> _EXERCISE REQUIREMENTS_:
Note each line of the entries that includes "raised". Then copy those lines.

[Opening DATASET EXTRACT section]

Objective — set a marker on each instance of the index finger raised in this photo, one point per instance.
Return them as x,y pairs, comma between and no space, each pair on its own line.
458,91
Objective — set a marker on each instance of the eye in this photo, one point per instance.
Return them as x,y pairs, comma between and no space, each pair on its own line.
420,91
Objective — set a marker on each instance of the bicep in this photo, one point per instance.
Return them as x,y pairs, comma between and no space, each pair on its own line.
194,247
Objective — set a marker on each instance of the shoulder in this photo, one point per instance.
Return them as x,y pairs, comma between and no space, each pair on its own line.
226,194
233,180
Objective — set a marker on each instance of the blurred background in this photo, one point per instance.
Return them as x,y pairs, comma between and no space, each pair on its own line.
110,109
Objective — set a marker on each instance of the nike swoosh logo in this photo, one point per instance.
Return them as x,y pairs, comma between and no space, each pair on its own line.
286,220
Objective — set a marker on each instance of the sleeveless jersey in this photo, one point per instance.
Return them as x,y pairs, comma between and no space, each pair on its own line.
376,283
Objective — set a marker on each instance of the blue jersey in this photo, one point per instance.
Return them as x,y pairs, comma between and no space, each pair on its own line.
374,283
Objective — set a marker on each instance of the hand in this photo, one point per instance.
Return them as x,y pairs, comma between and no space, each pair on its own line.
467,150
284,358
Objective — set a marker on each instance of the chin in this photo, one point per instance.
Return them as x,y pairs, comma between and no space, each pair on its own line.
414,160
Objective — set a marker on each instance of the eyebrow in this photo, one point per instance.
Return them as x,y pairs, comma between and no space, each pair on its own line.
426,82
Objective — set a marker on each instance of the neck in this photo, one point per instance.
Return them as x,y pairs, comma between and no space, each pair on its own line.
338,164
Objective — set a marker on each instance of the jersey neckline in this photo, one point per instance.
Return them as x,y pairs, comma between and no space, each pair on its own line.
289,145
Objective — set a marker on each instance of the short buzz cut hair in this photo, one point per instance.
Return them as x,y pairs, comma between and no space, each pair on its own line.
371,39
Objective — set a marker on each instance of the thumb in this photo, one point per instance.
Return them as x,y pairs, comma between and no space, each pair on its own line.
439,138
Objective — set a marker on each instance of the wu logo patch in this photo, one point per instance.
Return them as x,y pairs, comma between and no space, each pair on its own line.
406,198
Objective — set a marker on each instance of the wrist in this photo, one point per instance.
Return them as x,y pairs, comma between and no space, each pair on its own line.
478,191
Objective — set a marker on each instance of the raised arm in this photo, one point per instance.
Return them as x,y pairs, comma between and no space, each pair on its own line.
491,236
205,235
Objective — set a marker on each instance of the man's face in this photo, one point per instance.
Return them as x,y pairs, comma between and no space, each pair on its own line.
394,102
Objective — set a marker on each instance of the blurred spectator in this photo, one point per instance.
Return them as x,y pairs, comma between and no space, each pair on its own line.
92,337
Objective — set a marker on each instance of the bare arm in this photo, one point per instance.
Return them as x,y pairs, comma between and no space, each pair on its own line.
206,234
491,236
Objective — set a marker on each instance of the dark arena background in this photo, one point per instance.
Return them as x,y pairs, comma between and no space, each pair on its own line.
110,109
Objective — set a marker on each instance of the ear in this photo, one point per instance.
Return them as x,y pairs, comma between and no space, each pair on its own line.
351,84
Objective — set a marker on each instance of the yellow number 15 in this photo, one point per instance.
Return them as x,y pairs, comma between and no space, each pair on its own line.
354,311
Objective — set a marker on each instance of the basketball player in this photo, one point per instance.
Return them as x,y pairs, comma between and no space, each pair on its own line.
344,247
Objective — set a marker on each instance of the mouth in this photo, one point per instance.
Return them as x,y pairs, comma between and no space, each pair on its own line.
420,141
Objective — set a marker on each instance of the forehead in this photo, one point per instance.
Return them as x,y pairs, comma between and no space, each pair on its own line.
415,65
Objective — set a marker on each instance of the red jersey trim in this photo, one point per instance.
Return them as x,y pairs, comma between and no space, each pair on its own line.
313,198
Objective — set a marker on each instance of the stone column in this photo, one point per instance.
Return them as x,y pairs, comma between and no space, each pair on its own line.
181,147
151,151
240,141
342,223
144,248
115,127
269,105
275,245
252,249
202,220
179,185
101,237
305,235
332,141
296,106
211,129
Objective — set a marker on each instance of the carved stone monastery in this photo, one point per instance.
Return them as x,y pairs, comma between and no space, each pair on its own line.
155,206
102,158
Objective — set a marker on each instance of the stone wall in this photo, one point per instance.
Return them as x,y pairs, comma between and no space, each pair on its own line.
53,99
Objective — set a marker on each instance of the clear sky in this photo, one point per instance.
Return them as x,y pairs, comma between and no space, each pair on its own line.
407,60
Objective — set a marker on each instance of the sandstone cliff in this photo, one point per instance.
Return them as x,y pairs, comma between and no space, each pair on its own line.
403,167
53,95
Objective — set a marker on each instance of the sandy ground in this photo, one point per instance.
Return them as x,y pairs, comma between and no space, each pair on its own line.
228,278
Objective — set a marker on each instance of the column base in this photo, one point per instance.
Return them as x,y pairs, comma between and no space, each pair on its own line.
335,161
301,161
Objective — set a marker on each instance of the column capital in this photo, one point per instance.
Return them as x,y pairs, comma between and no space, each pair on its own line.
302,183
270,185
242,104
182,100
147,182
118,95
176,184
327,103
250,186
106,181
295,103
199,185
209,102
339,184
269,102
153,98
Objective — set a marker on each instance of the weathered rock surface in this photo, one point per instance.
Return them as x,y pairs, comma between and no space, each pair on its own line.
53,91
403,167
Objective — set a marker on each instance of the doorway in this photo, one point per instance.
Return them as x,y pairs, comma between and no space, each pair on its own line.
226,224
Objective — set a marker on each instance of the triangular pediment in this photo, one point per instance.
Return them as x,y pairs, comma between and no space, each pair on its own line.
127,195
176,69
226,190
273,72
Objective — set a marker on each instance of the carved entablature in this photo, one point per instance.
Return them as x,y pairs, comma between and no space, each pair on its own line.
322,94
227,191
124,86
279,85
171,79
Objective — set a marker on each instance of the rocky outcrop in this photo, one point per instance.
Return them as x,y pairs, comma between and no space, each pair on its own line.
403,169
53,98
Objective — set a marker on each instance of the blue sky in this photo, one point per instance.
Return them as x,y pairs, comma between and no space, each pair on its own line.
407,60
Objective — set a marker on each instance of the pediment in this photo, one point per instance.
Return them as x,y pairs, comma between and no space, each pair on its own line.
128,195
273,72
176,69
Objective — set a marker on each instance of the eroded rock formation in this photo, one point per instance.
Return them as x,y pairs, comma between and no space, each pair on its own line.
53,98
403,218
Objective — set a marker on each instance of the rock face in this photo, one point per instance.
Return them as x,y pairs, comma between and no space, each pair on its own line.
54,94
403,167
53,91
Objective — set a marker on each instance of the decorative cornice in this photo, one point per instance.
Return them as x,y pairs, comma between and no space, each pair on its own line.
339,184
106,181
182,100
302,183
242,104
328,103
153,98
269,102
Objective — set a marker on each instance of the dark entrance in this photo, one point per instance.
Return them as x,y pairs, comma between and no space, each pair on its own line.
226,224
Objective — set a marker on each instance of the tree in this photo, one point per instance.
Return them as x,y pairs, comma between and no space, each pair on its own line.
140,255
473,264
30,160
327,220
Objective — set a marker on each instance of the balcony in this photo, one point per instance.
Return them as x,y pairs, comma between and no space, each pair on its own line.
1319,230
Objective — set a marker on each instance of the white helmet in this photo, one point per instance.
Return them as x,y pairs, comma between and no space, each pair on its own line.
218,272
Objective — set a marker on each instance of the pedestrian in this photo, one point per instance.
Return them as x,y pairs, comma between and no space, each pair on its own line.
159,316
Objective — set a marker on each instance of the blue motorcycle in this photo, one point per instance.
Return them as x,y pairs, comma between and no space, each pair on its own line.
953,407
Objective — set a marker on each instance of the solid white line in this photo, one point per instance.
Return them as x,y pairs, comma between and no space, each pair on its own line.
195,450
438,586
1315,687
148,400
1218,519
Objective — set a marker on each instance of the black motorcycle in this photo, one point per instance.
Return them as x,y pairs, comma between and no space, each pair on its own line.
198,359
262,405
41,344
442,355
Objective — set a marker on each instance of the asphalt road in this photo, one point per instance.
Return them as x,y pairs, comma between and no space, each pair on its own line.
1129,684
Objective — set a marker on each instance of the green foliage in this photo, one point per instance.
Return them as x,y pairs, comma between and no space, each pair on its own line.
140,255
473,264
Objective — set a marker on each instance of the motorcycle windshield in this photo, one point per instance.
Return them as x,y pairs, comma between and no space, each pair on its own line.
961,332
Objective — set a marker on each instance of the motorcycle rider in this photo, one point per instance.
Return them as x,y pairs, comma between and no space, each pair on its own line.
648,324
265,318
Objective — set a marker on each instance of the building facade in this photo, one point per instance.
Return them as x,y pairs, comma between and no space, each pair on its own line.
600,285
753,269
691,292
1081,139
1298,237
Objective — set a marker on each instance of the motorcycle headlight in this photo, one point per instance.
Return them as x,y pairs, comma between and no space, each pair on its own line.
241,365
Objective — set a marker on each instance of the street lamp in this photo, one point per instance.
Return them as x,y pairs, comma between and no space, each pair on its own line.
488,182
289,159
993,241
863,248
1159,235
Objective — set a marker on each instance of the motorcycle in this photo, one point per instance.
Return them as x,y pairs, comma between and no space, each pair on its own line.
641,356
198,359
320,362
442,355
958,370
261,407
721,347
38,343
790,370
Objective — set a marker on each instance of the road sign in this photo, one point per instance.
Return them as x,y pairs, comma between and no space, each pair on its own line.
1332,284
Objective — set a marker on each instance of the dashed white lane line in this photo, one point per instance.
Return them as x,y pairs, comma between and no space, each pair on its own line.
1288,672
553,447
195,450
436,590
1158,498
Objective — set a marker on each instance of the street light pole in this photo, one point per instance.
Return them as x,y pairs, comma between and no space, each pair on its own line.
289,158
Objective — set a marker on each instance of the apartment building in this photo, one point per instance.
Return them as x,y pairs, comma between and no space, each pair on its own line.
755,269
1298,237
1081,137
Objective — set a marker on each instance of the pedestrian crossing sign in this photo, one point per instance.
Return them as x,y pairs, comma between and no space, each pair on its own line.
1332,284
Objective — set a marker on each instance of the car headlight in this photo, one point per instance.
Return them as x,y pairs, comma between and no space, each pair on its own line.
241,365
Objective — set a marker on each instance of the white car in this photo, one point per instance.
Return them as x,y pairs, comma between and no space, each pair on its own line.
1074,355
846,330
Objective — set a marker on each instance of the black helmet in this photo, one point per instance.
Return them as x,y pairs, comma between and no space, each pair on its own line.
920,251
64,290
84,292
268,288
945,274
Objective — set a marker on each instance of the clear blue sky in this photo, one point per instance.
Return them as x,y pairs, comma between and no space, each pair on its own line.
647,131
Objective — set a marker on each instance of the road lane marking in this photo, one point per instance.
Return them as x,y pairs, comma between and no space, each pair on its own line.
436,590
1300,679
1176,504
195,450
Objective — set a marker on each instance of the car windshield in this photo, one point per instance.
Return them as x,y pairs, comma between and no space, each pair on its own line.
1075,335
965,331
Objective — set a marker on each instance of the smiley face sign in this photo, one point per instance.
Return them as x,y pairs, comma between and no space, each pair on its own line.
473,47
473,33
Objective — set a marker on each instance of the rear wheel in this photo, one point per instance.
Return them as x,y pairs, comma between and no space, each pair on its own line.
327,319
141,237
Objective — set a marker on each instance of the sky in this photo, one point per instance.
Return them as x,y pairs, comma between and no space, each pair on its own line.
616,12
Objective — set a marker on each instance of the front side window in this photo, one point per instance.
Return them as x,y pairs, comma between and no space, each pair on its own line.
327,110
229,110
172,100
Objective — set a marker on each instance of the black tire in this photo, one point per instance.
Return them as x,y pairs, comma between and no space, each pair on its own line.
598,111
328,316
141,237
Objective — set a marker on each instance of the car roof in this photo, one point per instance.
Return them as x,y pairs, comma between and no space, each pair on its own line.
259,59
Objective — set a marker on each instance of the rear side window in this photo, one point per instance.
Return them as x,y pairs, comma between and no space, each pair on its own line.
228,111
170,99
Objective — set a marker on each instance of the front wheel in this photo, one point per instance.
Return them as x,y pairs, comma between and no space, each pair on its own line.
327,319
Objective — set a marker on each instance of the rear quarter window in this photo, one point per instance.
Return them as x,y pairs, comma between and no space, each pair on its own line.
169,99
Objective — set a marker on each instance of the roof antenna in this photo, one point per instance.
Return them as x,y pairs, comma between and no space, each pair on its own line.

[Closing DATASET EXTRACT section]

> _YOUR RESPONSE_:
Objective — set a marker on each instance of the index finger raised in this photo, one point per instance.
Objective — set a marker on each instance of the raised arm in this photo, one point per instance.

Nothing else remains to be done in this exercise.